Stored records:
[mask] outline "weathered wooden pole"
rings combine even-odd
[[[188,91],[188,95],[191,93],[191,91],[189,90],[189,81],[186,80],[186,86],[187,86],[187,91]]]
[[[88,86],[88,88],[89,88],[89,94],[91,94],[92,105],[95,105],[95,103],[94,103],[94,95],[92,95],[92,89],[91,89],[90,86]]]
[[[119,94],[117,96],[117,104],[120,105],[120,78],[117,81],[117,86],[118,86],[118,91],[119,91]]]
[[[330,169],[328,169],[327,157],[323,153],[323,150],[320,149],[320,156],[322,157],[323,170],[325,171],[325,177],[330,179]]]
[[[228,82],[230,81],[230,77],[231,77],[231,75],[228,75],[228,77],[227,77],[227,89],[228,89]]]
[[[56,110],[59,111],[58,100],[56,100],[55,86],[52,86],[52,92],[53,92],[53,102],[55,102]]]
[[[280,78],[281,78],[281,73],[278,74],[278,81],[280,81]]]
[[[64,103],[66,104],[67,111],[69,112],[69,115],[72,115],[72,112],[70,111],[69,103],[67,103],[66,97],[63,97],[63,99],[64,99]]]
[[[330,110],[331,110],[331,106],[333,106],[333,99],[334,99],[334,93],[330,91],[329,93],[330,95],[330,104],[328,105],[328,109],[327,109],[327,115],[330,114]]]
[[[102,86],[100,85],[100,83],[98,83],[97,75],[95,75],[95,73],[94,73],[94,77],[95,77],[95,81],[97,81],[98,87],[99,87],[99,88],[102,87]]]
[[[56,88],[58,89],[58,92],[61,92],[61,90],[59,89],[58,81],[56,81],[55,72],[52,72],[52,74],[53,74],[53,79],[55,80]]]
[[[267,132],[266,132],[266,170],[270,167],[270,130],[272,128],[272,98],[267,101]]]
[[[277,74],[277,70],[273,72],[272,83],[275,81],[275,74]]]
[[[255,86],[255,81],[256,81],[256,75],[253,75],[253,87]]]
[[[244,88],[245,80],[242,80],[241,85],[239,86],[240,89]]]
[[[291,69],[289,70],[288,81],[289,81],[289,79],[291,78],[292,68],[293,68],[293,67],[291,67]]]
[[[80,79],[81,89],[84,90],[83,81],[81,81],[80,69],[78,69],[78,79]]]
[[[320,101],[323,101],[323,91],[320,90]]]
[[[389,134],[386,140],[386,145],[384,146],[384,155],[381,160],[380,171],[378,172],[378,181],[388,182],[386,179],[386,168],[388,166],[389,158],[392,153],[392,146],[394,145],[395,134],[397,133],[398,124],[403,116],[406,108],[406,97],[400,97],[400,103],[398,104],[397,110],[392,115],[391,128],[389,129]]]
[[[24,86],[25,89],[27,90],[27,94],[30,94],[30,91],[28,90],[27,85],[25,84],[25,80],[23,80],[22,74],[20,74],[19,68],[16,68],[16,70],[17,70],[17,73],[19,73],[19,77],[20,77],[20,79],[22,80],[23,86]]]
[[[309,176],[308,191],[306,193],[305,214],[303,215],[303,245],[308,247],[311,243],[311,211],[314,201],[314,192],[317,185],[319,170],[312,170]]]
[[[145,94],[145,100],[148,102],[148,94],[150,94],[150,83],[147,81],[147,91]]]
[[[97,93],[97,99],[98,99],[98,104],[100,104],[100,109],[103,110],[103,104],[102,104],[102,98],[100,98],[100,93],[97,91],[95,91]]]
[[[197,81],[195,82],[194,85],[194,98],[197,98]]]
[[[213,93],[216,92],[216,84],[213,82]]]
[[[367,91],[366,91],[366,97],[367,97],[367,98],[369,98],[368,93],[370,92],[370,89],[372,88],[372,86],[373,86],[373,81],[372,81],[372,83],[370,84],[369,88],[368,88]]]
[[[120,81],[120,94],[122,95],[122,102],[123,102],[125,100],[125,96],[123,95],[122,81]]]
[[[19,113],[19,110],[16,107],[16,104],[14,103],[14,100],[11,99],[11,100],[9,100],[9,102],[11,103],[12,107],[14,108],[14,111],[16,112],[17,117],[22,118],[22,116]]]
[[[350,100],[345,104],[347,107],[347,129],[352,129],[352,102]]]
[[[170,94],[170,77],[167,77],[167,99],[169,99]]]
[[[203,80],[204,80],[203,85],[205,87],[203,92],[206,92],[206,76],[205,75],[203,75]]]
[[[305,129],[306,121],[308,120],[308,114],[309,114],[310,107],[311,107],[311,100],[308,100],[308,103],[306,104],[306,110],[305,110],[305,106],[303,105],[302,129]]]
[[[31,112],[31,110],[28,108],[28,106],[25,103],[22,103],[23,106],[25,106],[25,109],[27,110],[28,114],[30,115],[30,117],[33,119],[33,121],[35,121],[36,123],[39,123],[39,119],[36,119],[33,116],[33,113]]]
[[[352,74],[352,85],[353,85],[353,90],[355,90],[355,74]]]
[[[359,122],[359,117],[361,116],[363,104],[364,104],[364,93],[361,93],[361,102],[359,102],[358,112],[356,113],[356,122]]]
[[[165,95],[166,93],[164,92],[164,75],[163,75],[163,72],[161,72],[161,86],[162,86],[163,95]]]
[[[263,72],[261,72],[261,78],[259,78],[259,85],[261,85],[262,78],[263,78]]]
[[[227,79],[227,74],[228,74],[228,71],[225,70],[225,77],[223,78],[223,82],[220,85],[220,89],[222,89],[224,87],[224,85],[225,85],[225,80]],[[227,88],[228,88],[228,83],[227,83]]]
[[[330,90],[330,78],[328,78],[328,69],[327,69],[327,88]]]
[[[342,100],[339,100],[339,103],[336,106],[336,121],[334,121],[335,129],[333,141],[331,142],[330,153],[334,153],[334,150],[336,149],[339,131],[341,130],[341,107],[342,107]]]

Work order = Send back the complete set of entries, exactly as shown above.

The answer =
[mask] outline "weathered wooden pole"
rings combine even-odd
[[[188,91],[188,95],[191,93],[191,91],[189,90],[189,81],[186,80],[186,86],[187,86],[187,91]]]
[[[88,86],[88,88],[89,88],[89,94],[91,94],[92,105],[95,105],[95,103],[94,103],[94,95],[92,95],[92,89],[91,89],[90,86]]]
[[[119,94],[117,96],[117,104],[120,105],[120,78],[117,81],[117,86],[118,86],[118,91],[119,91]]]
[[[330,169],[328,169],[327,157],[323,153],[323,150],[320,149],[320,156],[322,157],[323,170],[325,171],[325,177],[330,179]]]
[[[228,82],[230,81],[230,77],[231,77],[231,75],[228,75],[228,77],[227,77],[227,89],[228,89]]]
[[[56,110],[59,111],[58,100],[56,100],[55,86],[52,86],[52,92],[53,92],[53,102],[55,102]]]
[[[280,78],[281,78],[281,73],[278,74],[278,81],[280,81]]]
[[[64,103],[66,104],[67,111],[69,112],[69,115],[72,115],[72,112],[70,111],[69,103],[67,103],[66,97],[63,97],[63,99],[64,99]]]
[[[330,110],[331,110],[331,106],[333,106],[333,99],[334,99],[334,93],[330,91],[329,93],[330,95],[330,104],[328,105],[328,109],[327,109],[327,115],[330,114]]]
[[[102,86],[100,85],[100,83],[98,83],[97,75],[95,75],[95,73],[94,73],[94,77],[95,77],[95,81],[97,81],[98,87],[99,87],[99,88],[102,87]]]
[[[56,88],[58,89],[58,92],[61,92],[61,90],[59,89],[58,81],[56,81],[55,72],[52,72],[52,74],[53,74],[53,79],[55,80]]]
[[[267,132],[266,132],[266,170],[270,167],[270,130],[272,128],[272,98],[267,101]]]
[[[277,74],[277,70],[273,72],[272,83],[275,81],[275,74]]]
[[[255,86],[255,81],[256,81],[256,75],[253,75],[253,87]]]
[[[244,88],[245,80],[242,80],[241,85],[239,86],[240,89]]]
[[[291,69],[289,70],[288,81],[289,81],[289,79],[291,78],[292,68],[293,68],[293,67],[291,67]]]
[[[80,79],[81,89],[84,90],[83,81],[81,81],[80,69],[78,69],[78,79]]]
[[[320,101],[323,101],[323,91],[320,90]]]
[[[389,134],[386,140],[386,145],[384,146],[384,155],[381,160],[380,171],[378,172],[378,181],[388,182],[386,179],[386,168],[388,166],[389,158],[392,153],[392,146],[394,145],[395,134],[397,133],[398,124],[403,116],[406,108],[406,97],[400,97],[400,103],[398,104],[397,110],[392,115],[391,128],[389,129]]]
[[[24,86],[25,89],[27,90],[27,94],[30,94],[30,91],[28,90],[27,85],[25,84],[25,80],[23,80],[22,74],[20,74],[19,68],[16,68],[16,70],[17,70],[17,73],[19,73],[19,77],[20,77],[20,79],[22,80],[23,86]]]
[[[309,176],[308,191],[306,193],[305,214],[303,215],[303,245],[308,247],[311,243],[311,211],[314,201],[314,192],[317,185],[319,170],[312,170]]]
[[[145,94],[145,100],[148,102],[148,94],[150,94],[150,83],[147,81],[147,91]]]
[[[97,93],[97,99],[98,99],[98,104],[100,104],[100,109],[103,110],[103,104],[102,104],[102,98],[100,98],[100,93],[97,91],[95,91]]]
[[[197,81],[195,82],[194,85],[194,98],[197,98]]]
[[[213,93],[216,92],[216,84],[213,82]]]
[[[367,91],[366,91],[366,97],[367,97],[367,98],[369,98],[368,93],[370,92],[370,89],[372,88],[372,86],[373,86],[373,81],[372,81],[372,83],[370,84],[369,88],[368,88]]]
[[[120,81],[120,94],[122,95],[122,102],[123,102],[125,100],[125,96],[123,95],[122,81]]]
[[[19,113],[19,110],[16,107],[16,104],[14,103],[14,100],[11,99],[11,100],[9,100],[9,102],[11,103],[12,107],[14,108],[14,111],[16,112],[17,117],[22,118],[22,116]]]
[[[350,100],[345,104],[347,107],[347,129],[352,129],[352,102]]]
[[[170,94],[170,77],[167,77],[167,99],[169,99]]]
[[[203,80],[204,80],[203,85],[205,87],[203,92],[206,92],[206,76],[205,75],[203,75]]]
[[[305,129],[306,121],[308,120],[308,114],[309,114],[310,107],[311,107],[311,100],[308,100],[308,103],[306,104],[306,110],[305,110],[305,106],[303,105],[302,129]]]
[[[31,112],[31,110],[28,108],[28,106],[25,103],[22,103],[23,106],[25,106],[25,109],[27,110],[28,114],[30,115],[30,117],[33,119],[33,121],[35,121],[36,123],[39,123],[39,119],[36,119],[33,116],[33,113]]]
[[[352,74],[352,85],[353,85],[353,90],[355,90],[355,74]]]
[[[359,122],[359,117],[361,116],[363,104],[364,104],[364,93],[361,93],[361,102],[359,102],[358,112],[356,113],[356,122]]]
[[[165,95],[166,93],[164,92],[164,75],[163,75],[163,72],[161,72],[161,86],[162,86],[163,95]]]
[[[263,72],[261,72],[261,78],[259,78],[259,85],[261,85],[262,78],[263,78]]]
[[[227,79],[227,74],[228,74],[228,71],[225,70],[225,77],[223,78],[223,82],[220,85],[220,89],[222,89],[224,87],[224,85],[225,85],[225,80]],[[227,88],[228,88],[228,83],[227,83]]]
[[[330,90],[330,78],[328,78],[328,69],[327,69],[327,88]]]
[[[342,100],[339,100],[339,103],[336,106],[336,121],[334,121],[335,129],[333,141],[331,142],[330,153],[334,153],[334,150],[336,149],[339,131],[341,130],[341,107],[342,107]]]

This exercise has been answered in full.